Render the items as a two-column CSV with the headers item_text and item_answer, one row per item: start at the line that has "Target: pair of chopsticks" and stop after the line that has "(1341, 118)". Put each item's text and its answer in one quoted field apiece, with line breaks turned into spaces.

Given information:
▬▬▬▬▬▬

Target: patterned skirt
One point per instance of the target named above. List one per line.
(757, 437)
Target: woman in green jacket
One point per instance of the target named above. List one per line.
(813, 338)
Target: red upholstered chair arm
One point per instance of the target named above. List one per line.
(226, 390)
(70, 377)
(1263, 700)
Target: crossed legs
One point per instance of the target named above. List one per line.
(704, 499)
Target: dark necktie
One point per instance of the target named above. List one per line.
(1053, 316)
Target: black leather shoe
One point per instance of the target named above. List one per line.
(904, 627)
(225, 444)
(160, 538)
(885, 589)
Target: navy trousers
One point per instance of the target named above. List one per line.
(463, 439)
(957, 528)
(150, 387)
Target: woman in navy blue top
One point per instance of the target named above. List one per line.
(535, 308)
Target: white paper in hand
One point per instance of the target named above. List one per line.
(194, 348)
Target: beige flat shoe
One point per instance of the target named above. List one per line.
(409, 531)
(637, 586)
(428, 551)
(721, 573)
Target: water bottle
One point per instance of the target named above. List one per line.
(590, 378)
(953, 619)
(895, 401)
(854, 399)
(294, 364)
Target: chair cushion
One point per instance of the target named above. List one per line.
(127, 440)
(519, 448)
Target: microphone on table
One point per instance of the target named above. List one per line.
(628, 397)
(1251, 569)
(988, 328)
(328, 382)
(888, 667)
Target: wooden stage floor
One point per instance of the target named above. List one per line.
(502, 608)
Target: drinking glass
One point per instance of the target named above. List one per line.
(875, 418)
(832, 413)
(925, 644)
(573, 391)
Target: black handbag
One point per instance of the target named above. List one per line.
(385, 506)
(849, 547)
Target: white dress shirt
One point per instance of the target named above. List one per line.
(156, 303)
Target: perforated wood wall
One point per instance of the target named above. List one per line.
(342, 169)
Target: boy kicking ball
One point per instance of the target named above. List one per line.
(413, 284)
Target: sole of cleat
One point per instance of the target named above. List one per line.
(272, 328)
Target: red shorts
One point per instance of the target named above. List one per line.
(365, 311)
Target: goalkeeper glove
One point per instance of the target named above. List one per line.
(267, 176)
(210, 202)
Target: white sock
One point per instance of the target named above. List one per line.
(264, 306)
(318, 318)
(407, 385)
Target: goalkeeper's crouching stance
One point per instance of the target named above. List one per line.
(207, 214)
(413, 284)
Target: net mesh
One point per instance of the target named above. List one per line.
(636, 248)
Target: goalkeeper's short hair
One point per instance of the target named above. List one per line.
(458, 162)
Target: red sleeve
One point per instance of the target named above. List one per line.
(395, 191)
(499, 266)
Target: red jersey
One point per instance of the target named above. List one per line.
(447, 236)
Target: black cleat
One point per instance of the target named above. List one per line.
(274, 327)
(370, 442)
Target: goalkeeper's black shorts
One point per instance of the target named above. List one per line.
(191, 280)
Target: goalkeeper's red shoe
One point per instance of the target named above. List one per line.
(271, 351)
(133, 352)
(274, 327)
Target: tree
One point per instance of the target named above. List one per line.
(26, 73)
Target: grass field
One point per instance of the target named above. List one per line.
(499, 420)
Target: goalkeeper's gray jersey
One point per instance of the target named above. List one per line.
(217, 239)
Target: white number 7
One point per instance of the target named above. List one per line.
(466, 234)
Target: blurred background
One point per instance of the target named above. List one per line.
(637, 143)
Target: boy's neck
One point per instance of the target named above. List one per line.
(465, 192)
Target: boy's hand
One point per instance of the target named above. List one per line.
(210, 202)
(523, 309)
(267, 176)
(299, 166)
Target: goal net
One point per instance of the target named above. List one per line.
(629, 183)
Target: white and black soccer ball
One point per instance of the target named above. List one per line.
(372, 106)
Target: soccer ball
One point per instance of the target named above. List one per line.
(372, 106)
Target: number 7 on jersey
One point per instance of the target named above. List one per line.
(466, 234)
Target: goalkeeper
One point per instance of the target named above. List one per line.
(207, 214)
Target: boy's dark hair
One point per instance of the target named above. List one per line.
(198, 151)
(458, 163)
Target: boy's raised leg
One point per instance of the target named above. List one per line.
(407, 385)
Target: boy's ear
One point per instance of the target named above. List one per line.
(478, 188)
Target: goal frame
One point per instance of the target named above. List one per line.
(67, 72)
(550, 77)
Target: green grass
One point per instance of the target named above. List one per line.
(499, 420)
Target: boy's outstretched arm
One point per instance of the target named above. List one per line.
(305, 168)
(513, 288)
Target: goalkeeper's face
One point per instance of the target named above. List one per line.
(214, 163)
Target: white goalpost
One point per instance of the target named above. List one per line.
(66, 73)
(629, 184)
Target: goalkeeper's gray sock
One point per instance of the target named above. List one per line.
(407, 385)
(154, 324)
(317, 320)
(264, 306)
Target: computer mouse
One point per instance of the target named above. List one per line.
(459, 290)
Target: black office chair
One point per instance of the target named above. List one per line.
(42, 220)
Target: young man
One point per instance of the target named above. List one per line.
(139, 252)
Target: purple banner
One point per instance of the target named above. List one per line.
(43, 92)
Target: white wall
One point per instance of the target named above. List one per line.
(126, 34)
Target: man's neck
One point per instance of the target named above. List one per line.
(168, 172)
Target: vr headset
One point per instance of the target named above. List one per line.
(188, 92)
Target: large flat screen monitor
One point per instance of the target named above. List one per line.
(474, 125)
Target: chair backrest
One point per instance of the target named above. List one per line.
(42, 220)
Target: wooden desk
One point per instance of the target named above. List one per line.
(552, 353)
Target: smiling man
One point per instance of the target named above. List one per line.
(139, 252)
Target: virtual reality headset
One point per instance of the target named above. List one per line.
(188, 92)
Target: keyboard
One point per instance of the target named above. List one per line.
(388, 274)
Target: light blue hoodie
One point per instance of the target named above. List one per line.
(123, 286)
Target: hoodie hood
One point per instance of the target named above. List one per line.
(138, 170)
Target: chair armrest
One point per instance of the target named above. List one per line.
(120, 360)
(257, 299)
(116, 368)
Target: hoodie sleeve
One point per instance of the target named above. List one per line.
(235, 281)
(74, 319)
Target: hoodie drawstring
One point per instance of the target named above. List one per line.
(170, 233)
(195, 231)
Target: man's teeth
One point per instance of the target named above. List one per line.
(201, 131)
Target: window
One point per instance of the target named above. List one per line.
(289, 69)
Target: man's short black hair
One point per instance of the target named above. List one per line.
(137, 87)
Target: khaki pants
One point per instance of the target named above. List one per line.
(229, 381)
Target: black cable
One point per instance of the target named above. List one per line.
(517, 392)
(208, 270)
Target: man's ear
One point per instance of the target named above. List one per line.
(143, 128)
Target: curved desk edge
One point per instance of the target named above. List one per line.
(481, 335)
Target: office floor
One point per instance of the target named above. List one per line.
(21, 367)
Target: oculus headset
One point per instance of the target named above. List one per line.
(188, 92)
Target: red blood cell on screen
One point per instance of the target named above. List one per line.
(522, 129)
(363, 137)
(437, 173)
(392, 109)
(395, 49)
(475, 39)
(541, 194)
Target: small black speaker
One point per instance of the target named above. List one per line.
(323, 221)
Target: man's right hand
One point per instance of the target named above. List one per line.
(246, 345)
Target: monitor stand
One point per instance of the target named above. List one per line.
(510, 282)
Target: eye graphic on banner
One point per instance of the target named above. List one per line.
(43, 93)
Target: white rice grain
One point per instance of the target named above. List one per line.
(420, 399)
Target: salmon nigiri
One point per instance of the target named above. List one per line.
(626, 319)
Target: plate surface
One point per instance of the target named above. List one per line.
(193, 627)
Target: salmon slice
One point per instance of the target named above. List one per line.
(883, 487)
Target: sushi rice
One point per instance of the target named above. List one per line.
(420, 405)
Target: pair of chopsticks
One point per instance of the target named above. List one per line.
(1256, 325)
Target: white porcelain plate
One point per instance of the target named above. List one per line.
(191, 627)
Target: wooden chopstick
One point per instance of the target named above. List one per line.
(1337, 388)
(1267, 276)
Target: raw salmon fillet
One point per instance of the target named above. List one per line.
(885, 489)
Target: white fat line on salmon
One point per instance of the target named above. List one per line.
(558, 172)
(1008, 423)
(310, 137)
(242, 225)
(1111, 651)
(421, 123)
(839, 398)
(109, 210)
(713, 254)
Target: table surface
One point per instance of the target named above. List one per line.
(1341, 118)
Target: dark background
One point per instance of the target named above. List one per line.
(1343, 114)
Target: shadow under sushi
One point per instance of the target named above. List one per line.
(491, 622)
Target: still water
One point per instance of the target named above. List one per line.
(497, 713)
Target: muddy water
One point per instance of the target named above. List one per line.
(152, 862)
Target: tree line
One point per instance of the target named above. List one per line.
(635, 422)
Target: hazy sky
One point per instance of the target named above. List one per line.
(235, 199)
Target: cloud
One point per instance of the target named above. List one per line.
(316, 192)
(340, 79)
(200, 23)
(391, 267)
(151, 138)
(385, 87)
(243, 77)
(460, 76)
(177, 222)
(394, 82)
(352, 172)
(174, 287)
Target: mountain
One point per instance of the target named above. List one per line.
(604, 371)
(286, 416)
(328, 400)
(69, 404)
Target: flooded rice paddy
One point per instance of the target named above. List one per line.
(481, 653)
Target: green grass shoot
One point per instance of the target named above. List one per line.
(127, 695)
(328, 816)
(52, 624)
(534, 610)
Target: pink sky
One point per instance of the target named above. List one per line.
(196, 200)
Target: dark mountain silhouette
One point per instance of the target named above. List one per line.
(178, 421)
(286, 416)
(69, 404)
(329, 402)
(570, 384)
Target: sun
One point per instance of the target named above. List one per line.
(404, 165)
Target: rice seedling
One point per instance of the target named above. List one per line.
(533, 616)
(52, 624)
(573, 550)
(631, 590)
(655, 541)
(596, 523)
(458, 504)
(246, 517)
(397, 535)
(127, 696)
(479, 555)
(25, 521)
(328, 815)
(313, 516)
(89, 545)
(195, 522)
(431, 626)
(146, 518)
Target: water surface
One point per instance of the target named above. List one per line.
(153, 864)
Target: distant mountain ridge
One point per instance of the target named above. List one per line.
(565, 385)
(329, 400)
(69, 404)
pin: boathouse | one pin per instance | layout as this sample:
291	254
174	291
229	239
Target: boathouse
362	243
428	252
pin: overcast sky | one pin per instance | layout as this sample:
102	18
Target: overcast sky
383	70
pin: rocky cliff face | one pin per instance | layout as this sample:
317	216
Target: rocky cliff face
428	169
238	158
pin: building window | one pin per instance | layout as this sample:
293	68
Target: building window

▬▬▬▬▬▬

Task output:
item_text,item_answer
"Target: pair of chopsticks One point per instance of the target named above. List one per line.","(1256, 325)"
"Target: white porcelain plate One point per instance of the target named above. List one per line.","(191, 627)"
"Target: wooden chopstick One point per instance of the target named above. List one per line.","(1337, 388) (1267, 276)"
"Target: raw salmon fillet One point per instance of the target named above. List one per line.","(885, 489)"
"Target: white fat line on salmon One point per instance of the target named above. List one per line.","(558, 172) (1008, 423) (310, 137) (242, 225) (1111, 651) (421, 123) (839, 398) (109, 210) (713, 254)"
"Target: table surface One point per instance of the target named above. List one per line.","(1341, 118)"